**DATA TO PROCESS**
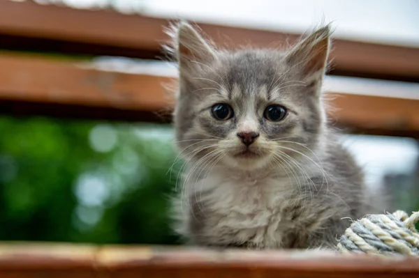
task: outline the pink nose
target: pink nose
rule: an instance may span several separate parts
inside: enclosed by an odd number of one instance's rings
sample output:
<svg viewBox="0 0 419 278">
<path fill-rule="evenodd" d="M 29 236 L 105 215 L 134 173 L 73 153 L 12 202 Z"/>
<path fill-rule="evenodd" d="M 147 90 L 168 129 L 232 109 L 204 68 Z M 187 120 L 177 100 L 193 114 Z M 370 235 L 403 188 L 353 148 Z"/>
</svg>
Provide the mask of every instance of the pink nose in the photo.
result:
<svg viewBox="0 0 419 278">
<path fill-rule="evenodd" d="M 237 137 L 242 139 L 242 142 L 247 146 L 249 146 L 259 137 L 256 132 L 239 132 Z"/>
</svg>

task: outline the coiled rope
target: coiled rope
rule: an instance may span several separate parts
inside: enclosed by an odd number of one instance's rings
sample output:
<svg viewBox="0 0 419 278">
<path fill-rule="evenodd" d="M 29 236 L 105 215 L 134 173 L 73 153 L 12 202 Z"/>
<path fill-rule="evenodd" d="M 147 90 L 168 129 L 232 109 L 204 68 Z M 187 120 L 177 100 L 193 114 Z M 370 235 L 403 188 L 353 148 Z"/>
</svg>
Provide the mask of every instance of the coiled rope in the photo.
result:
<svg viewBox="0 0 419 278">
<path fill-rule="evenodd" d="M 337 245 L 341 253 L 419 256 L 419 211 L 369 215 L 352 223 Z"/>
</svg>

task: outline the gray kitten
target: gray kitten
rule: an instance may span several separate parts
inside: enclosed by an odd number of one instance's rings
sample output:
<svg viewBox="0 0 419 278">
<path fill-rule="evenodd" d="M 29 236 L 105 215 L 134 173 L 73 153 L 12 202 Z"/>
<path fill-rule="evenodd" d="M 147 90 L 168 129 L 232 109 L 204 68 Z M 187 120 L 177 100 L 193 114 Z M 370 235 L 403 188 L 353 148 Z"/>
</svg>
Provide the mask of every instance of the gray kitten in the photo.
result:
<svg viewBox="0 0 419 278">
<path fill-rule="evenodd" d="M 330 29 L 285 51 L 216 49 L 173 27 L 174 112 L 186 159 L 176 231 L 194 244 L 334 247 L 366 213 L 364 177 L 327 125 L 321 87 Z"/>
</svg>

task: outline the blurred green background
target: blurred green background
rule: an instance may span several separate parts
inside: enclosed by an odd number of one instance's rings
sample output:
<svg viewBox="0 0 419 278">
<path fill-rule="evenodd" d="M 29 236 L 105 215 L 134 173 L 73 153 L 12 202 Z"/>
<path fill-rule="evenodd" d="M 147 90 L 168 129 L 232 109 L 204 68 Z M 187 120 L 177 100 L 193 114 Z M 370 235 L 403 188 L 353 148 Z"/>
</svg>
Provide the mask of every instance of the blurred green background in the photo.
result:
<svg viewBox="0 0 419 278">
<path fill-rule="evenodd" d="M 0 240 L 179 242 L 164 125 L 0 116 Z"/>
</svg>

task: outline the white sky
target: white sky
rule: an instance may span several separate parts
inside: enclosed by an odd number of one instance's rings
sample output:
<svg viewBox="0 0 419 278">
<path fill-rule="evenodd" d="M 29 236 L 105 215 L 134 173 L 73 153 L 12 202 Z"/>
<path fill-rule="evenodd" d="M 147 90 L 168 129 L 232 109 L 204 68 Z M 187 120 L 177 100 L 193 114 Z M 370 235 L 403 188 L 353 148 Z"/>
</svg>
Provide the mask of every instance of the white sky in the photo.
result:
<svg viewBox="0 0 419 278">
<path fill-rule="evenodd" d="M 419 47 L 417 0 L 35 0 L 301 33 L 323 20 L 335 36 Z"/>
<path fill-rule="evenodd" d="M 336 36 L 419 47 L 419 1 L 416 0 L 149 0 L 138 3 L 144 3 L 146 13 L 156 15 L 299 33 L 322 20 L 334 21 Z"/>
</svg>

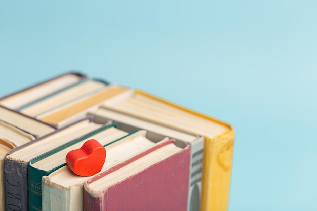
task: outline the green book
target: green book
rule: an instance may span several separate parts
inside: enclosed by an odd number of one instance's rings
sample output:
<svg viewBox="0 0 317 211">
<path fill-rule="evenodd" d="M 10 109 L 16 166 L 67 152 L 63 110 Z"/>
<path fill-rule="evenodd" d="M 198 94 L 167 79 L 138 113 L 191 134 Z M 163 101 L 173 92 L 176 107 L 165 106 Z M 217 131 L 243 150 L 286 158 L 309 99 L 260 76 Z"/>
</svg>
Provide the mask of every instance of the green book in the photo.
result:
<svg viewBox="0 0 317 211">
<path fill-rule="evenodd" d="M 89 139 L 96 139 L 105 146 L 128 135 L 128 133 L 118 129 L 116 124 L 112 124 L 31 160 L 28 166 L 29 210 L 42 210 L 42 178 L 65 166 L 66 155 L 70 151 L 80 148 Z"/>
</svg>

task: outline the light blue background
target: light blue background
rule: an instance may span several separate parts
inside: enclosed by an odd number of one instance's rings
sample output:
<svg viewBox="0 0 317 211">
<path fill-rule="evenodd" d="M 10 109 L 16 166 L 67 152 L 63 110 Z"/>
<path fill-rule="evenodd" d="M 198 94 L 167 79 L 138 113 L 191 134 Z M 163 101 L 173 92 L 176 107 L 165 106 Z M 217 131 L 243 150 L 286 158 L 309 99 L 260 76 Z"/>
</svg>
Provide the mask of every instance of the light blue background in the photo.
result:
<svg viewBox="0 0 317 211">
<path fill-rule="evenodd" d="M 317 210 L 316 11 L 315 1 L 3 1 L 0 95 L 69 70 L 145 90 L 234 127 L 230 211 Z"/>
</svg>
* * *
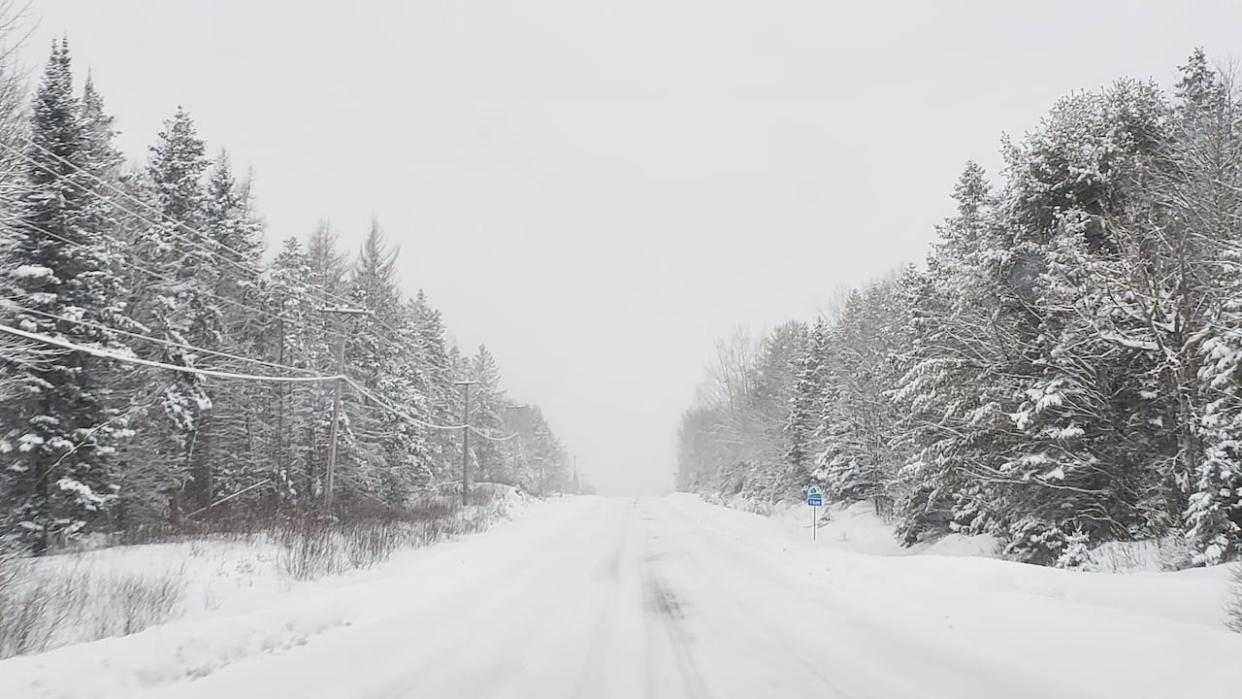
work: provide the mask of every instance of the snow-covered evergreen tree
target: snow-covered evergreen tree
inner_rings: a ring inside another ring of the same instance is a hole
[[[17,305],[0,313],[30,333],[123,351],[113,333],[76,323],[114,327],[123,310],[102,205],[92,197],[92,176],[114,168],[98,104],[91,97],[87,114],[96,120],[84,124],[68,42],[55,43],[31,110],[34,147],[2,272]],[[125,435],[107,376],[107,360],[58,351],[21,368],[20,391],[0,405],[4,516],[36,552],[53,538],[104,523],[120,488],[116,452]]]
* * *
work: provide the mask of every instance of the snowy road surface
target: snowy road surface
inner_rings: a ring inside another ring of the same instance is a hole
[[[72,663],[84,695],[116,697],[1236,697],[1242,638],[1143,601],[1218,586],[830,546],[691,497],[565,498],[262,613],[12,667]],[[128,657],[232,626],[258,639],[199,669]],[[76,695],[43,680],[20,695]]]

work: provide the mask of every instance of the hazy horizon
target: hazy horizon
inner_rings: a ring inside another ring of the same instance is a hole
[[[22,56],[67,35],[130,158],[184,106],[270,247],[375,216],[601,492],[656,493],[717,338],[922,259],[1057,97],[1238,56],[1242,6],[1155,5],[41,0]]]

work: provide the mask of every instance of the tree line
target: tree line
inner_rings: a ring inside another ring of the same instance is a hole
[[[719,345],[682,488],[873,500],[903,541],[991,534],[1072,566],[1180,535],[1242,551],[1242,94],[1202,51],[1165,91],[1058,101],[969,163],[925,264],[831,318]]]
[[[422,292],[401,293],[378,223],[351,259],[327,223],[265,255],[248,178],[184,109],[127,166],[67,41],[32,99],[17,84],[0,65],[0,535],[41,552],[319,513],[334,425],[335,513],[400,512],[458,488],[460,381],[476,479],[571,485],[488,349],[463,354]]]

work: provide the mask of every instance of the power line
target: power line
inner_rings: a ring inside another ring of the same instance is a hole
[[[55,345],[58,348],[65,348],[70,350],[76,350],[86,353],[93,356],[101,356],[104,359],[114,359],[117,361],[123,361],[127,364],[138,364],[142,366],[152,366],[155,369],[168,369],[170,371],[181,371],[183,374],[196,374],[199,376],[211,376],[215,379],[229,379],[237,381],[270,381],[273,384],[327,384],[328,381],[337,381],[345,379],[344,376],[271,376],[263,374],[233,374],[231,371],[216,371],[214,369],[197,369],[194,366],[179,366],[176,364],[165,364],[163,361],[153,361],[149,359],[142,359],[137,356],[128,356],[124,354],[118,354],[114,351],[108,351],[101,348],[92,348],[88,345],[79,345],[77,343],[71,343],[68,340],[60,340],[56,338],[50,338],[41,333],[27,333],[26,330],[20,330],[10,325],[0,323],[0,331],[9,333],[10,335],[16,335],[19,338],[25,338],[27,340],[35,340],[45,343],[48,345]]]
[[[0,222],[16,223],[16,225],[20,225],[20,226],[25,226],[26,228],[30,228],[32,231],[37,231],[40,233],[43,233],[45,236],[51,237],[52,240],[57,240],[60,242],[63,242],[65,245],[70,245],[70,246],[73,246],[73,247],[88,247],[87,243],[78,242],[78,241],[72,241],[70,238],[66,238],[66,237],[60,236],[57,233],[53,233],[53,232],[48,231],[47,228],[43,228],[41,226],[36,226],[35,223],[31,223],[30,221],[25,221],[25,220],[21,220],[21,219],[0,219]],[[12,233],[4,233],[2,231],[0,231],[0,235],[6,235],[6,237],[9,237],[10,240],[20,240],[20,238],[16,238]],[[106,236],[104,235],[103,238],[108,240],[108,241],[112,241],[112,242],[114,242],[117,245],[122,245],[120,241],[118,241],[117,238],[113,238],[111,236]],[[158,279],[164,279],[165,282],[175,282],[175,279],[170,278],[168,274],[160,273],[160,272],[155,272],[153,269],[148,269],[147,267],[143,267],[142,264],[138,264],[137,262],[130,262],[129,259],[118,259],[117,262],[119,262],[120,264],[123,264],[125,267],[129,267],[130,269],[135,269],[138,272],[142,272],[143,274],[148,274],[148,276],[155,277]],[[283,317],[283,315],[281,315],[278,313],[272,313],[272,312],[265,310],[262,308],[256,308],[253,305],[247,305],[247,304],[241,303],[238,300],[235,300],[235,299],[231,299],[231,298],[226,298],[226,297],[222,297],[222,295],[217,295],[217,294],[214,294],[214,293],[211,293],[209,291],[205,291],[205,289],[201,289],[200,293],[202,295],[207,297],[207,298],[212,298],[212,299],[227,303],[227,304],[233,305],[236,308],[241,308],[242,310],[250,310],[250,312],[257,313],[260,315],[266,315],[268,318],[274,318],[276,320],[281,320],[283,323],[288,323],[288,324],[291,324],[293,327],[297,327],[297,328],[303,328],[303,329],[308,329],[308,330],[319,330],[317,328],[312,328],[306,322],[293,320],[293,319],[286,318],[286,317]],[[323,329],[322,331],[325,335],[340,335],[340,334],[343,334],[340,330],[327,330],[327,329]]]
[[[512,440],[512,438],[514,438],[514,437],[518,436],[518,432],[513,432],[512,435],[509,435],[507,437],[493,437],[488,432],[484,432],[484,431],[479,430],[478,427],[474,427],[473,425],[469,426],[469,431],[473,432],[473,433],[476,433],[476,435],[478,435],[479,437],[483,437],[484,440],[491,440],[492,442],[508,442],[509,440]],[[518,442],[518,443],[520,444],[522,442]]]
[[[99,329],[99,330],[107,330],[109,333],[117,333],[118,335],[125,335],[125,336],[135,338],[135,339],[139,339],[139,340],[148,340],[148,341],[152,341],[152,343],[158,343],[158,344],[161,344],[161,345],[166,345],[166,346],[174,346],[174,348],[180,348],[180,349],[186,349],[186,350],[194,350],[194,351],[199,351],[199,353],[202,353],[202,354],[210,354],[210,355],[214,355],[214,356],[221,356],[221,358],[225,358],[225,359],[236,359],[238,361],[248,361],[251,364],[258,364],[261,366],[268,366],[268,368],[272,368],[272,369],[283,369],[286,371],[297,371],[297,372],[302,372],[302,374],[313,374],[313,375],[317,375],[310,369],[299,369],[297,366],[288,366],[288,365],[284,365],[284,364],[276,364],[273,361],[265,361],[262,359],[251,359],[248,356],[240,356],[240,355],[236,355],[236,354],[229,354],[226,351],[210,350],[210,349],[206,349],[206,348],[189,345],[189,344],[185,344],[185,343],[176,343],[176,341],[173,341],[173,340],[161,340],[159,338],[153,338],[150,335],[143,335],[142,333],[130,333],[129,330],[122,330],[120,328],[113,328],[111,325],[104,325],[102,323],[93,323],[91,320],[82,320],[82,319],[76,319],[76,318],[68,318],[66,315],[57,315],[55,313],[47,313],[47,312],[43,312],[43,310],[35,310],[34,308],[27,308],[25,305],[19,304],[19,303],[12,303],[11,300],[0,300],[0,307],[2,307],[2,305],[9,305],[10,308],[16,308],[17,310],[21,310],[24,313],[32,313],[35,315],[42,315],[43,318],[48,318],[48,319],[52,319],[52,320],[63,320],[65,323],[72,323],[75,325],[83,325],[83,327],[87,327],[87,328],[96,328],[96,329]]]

**EXERCISE INSTRUCTIONS**
Find each line above that contains the string "blurred", and copy those lines out in full.

**RESPONSE TO THIS EXERCISE**
task: outline the blurred green background
target: blurred green background
Provide the mask of every instance of the blurred green background in the photo.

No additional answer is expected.